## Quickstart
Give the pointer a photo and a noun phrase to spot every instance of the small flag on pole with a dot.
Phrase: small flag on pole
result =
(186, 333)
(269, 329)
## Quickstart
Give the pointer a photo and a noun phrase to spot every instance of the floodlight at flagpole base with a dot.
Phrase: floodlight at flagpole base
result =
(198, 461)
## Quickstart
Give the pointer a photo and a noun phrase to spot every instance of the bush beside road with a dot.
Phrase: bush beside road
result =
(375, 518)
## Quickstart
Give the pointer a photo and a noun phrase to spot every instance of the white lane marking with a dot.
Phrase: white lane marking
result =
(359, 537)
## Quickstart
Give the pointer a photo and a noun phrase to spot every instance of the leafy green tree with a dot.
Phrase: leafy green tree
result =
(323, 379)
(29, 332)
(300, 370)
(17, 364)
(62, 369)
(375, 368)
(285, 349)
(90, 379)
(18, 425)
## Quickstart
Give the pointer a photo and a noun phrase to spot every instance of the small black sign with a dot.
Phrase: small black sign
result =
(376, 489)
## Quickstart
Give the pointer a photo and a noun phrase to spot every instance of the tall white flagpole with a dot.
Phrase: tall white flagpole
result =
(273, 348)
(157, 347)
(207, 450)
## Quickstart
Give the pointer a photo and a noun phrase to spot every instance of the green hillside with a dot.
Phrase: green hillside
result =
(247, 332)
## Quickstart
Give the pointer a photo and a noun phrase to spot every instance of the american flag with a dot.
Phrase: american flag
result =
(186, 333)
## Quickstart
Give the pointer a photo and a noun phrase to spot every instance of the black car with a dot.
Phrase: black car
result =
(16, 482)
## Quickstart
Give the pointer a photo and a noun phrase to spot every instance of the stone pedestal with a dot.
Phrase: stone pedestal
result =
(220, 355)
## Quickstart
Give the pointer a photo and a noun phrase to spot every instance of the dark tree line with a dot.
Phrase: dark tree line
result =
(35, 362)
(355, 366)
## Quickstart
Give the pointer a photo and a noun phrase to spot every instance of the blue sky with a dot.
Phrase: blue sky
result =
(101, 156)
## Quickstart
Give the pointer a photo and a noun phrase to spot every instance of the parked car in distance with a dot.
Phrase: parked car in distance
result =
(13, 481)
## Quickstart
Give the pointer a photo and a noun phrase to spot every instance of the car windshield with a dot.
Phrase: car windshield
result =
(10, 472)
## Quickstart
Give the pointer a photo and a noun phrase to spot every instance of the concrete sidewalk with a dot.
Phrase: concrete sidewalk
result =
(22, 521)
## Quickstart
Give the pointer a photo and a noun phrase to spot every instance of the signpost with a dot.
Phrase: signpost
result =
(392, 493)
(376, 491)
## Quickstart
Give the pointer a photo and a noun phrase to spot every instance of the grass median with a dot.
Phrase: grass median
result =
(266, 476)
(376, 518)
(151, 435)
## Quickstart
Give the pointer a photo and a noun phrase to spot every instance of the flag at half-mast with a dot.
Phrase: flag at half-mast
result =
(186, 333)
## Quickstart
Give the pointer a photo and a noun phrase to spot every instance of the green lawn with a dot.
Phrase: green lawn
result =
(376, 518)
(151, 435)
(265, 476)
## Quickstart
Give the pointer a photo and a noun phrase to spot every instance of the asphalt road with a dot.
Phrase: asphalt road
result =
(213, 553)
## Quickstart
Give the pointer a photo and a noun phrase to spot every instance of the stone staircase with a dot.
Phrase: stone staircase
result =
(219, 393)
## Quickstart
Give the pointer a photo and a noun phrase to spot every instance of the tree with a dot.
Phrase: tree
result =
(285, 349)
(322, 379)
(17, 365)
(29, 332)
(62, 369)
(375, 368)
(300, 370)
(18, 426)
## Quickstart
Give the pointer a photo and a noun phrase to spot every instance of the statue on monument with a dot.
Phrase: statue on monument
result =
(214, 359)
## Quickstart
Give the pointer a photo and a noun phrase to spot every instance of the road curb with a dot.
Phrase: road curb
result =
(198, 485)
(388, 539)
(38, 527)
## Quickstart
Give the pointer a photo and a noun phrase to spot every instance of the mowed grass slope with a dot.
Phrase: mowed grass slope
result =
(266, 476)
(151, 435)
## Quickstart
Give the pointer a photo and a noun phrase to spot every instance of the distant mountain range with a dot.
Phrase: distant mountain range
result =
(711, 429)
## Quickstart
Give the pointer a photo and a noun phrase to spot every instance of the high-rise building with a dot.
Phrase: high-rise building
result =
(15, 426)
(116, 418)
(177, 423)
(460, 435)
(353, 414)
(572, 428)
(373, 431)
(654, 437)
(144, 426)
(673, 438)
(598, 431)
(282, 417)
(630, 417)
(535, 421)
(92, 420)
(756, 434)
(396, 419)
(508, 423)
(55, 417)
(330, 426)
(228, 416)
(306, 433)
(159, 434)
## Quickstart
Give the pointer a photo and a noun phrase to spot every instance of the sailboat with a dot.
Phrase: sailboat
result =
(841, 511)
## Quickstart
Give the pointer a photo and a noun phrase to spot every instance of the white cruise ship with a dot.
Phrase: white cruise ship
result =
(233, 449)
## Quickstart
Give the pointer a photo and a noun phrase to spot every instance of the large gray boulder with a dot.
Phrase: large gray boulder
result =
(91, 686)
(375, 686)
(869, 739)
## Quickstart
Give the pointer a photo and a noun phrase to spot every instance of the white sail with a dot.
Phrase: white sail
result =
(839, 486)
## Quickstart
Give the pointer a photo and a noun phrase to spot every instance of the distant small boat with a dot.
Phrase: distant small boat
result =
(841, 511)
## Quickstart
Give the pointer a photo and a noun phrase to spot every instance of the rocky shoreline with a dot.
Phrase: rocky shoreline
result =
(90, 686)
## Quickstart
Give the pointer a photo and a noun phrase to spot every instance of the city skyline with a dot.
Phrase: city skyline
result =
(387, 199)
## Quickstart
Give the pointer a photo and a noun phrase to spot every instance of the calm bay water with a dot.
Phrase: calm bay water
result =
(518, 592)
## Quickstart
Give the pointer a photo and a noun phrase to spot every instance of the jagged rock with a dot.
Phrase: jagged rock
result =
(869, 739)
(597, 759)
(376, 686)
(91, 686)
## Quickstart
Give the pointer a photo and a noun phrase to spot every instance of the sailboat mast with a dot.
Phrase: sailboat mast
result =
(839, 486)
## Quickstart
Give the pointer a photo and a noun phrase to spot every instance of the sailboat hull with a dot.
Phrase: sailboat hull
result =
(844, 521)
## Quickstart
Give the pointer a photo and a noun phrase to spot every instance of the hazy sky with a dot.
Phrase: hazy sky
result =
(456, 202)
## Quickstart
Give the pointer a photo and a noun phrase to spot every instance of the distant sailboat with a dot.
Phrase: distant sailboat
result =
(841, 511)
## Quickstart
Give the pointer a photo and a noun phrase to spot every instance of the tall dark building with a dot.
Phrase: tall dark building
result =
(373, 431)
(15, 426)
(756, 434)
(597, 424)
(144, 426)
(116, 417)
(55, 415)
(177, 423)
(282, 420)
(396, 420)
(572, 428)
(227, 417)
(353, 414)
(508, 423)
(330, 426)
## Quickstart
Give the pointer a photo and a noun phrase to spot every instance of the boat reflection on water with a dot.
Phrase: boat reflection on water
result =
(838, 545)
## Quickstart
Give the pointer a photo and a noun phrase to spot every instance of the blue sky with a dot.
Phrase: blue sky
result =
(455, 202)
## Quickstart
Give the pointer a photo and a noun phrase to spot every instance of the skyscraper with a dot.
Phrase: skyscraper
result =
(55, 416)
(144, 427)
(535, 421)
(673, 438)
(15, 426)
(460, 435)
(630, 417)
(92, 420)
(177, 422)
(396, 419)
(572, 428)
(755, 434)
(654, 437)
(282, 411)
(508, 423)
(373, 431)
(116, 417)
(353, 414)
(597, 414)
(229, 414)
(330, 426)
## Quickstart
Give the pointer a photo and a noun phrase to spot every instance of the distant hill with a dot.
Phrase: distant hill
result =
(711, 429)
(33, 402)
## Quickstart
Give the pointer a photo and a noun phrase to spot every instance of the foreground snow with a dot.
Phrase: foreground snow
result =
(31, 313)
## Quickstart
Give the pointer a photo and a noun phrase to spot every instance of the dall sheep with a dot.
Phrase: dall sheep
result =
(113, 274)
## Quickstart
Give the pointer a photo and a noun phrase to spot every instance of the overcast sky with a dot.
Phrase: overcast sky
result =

- ASSIGNMENT
Would you retype exactly the lines above, from the line with "marking with a dot." to the line with "distance with a dot.", with both end lines kept and nothing more?

- ANSWER TO THE EXERCISE
Give the pointer a photo and a noun phrase to spot every instance of the white lane marking with a dot.
Phrase: white lane marking
result =
(359, 537)
## Quickstart
Give the pointer a photo and a noun phrase to spot every instance of the leafy green tree with a dot.
Phrase: leafy green tree
result =
(323, 379)
(29, 332)
(300, 370)
(17, 364)
(62, 369)
(375, 368)
(285, 349)
(90, 379)
(18, 425)
## Quickstart
Give the pointer a photo and a noun phrase to spot every instance of the small black sign with a dot.
Phrase: small black sign
result =
(376, 489)
## Quickstart
Give the pointer a photo and a noun phrase to spot every instance of the tall white flagpole with a dot.
Phrase: tall white flagpole
result =
(273, 348)
(157, 347)
(207, 450)
## Quickstart
Give the pointer a photo and a noun phrase to spot every instance of the green hillside with a dot.
Phrase: green hillside
result =
(247, 332)
## Quickstart
Give the pointer a photo and a noun phrase to spot every instance of the american flag with a dot.
Phrase: american flag
result =
(186, 333)
## Quickstart
Give the pointer a photo and a noun phrase to spot every instance of the black car with a dot.
Phrase: black car
result =
(16, 482)
## Quickstart
Give the pointer a photo and a noun phrase to spot every instance of the stone pedestal with a dot.
Phrase: stone pedestal
result =
(220, 355)
## Quickstart
Give the pointer a photo and a noun phrase to spot every instance of the dark tree line with a dot.
Phrase: dark tree line
result =
(35, 362)
(355, 366)
## Quickstart
Give the pointer a photo and a noun phrase to spot every instance of the blue sky with a dot.
Phrase: blue sky
result =
(101, 156)
## Quickstart
Give the pointer a photo and a noun phrase to spot every instance of the parked car in distance with a dot.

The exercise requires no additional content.